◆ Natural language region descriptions
▽

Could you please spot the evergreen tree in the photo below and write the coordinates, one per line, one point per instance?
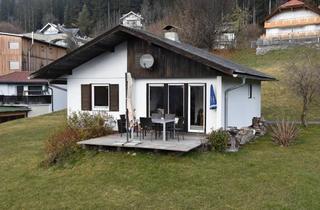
(84, 21)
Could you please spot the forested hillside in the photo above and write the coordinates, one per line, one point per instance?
(95, 16)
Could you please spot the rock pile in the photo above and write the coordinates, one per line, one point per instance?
(245, 135)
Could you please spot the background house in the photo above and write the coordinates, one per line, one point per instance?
(293, 23)
(178, 81)
(132, 20)
(16, 89)
(226, 38)
(21, 55)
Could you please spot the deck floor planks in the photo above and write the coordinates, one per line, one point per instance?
(189, 143)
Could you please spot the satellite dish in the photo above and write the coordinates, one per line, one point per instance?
(146, 61)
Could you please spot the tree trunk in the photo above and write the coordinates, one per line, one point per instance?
(304, 115)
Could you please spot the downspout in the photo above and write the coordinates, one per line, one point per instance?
(51, 89)
(226, 114)
(29, 53)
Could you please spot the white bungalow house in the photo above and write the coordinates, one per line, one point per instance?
(295, 22)
(167, 75)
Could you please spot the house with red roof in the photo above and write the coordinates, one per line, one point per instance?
(295, 22)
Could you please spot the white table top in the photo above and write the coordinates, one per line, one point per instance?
(163, 120)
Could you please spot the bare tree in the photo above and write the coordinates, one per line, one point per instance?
(9, 28)
(304, 80)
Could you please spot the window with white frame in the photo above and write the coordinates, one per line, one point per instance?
(100, 97)
(14, 65)
(14, 45)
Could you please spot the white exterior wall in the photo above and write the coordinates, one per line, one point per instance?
(108, 68)
(241, 108)
(140, 97)
(292, 15)
(39, 109)
(295, 14)
(59, 97)
(9, 90)
(287, 31)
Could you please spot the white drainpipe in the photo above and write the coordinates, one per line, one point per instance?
(226, 99)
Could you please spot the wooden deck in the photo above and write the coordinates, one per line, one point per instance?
(189, 143)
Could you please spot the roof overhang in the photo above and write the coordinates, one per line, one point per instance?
(108, 41)
(304, 5)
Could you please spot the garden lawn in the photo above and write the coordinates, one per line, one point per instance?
(260, 176)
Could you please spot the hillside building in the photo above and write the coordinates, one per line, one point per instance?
(293, 23)
(60, 35)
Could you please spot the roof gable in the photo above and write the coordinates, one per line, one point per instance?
(293, 4)
(111, 38)
(20, 77)
(131, 13)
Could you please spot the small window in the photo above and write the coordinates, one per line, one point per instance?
(13, 45)
(100, 95)
(20, 89)
(14, 65)
(250, 91)
(35, 90)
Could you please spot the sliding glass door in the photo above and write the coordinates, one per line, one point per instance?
(176, 100)
(166, 99)
(196, 110)
(156, 99)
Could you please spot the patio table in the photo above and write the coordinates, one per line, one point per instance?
(163, 122)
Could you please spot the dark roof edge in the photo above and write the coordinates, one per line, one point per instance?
(306, 5)
(157, 41)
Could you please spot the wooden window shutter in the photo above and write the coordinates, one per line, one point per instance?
(114, 98)
(86, 104)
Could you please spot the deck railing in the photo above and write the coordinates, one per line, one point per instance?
(42, 99)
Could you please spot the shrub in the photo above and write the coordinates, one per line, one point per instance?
(80, 126)
(219, 140)
(284, 133)
(61, 145)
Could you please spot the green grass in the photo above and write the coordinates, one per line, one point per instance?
(260, 176)
(278, 101)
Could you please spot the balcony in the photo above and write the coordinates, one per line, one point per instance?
(27, 100)
(292, 22)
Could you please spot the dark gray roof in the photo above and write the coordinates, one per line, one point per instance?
(120, 33)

△

◆ What is being asked
Retype all the data exactly. Omit pictures.

◆ Answer to the problem
Could you please spot the evergreen tree in the photo below and write the coordinates, one per line, one point per instance?
(84, 21)
Could you please spot the forested hillside in the photo above and write the coordinates, one per line, one point per instance?
(95, 16)
Could you please spot the rock pile in the photo above and write the coordinates, one per line, one point per instance?
(245, 135)
Could you please spot the background house in the photo above and write the coordinates, one per line, one point per instance?
(293, 23)
(178, 81)
(132, 20)
(16, 89)
(226, 38)
(21, 55)
Could you please spot the deck floor planks in the photo above and write the coordinates, one per line, one point per instance?
(189, 143)
Could you please spot the satellite dish in the photo above and write the coordinates, one per line, one point per instance?
(146, 61)
Could you please spot the tree trunk in the photo above and write the coordinates, one per line, one point per instance?
(304, 115)
Could you please spot the downspout in the photo above and write the coordinates, one per line, one point per instance?
(51, 89)
(226, 114)
(29, 53)
Could you please spot the white bungalow house in the photo above and write the coordinates, one per line, one point per instance?
(295, 22)
(167, 75)
Could you please spot the house with red roof in the photo above and write the coordinates, one per line, one point per instance?
(295, 22)
Could you please spot the white table top in the photo above and write the coordinates, one per line, one point per instance?
(163, 120)
Could you please spot the bare tree in the photo above and write the coordinates, one per line, one point per instance?
(9, 28)
(304, 80)
Could you please spot the window with white frame in the photo above and write the coordinates, one per line, one point per instance?
(100, 97)
(14, 65)
(14, 45)
Could you please spot the white exterior wall in the photo above and write the coordinates, one per line, one point per instance?
(108, 68)
(241, 108)
(140, 97)
(292, 15)
(39, 109)
(295, 14)
(59, 97)
(9, 90)
(287, 31)
Could you please spot the white drainpipe in the photo above and write the coordinates, one per line, one point per instance?
(226, 99)
Could you please spot the wooden deck in the photo above and write the coordinates, one per line, one point per instance?
(189, 143)
Could you please spot the roof overhang in the photo above and write the coordinates, one per line, one point per instance?
(108, 41)
(304, 5)
Could you please spot the garden lawn in the photo above and write the coordinates, one per line, one point per instance?
(260, 176)
Could you please spot the hillside building in the photo above and write the coordinates, one per line, one point per instance?
(293, 23)
(60, 35)
Could you please spot the roof gable in the photo above and write the coordinates, one per line, one point per instance?
(293, 4)
(111, 38)
(20, 77)
(131, 13)
Could you please spot the small window in the photo above and write the coordinates, one per line, one point per instance?
(13, 45)
(100, 95)
(20, 89)
(14, 65)
(250, 91)
(35, 90)
Could you please spot the sliding glass door in the photo above and write the coordinates, one per line, one point per instance?
(176, 100)
(166, 99)
(196, 110)
(156, 99)
Could you please spot the patio table in the photo above and write the coordinates, one per line, one point per instance?
(163, 122)
Could you please spot the dark roof edge in the photo above and write the coordinates, one per line, one point per instance?
(306, 5)
(157, 41)
Could you please spot the wooden window shutter in the photo above and write the coordinates, one per line, one point per instance?
(114, 98)
(86, 104)
Could you please spot the deck railing in the photo above and write the coordinates, one per line, one point per instance?
(42, 99)
Could you please spot the shrub in the photo above and write the coordinates, one per line, one point per instance?
(80, 126)
(219, 140)
(284, 133)
(61, 145)
Could you please spot the green grass in the photo above and write the coordinates, one per line, one point per instance?
(260, 176)
(278, 101)
Could you please spot the balcony in the photo above and write the coordinates, one per line, one point per instance?
(27, 100)
(292, 22)
Could you please spot the dark gray roof in the photo above and write the coordinates, one per line, one point per instance?
(120, 33)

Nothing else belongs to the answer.